**Passage to read:**
34. My Brilliant Friend: Neapolitan Novels, Book One, by Elena Ferrante
I read her The Days of Abandonment in 2015, and it blew the top of my head off. I started it at the beach one morning, got so into it, that I stayed at the beach hours longer than I had planned so that I could finish it. Ferrante (a pseudonym) has been much in the news this year (her cover blown by a jackass journalist, who seemed unable to cope with the Unknown, and seemed to have a sense of glee that perhaps Ferrante – a brilliant psychologist of what it’s like for women – was a man. I ignored the entire thing. Nope. Not participating. Nope nope nope. As always with me: the work is paramount. I refuse to get distracted.) So then this year I began her Neapolitan quartet. Words cannot describe how good this woman is. Believe the hype.

35. Dead Elvis: A Chronicle of a Cultural Obsession, by Greil Marcus
A re-read. Essential reading for any serious Elvis fan. But I imagine it would be fascinating for anyone interested in celebrity, iconography, and obsession.

36. Long Shadows: Memoirs of Shane Leslie, by Shane Leslie
I bought this book in January of 2009. The month my father died. I will always regret that I did not read it while he was alive. My father was an expert in Shane Leslie (and gave many talks and lectures on the man throughout his life), along with being an expert in Francis Stuart (he published a bibliography of the works of Francis Stuart) and James Joyce. And many other things. Shane Leslie was a fascinating individual – cousin to Winston Churchill – who intersected with – seriously – every single important person in the early-and-mid years of the 20th century. A memoir filled with gossip, great anecdotes, and what my dad called the “puff-puff” (meaning “hot air”) of his personality. A beautiful reading experience, pierced with personal regret.

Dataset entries
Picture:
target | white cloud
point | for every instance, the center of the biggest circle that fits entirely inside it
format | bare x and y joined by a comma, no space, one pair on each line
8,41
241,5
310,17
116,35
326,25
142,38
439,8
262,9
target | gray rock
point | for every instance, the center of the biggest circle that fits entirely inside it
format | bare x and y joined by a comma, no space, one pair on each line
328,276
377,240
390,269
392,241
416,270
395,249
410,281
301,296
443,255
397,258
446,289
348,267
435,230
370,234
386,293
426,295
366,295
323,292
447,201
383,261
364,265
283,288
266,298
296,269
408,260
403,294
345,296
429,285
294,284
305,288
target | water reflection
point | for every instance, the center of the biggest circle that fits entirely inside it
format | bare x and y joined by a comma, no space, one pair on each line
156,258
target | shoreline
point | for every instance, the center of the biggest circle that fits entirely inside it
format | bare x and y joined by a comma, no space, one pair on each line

**Your goal:** Please name the famous person the book notes give as Shane Leslie's cousin.

**Solution to this problem:** Winston Churchill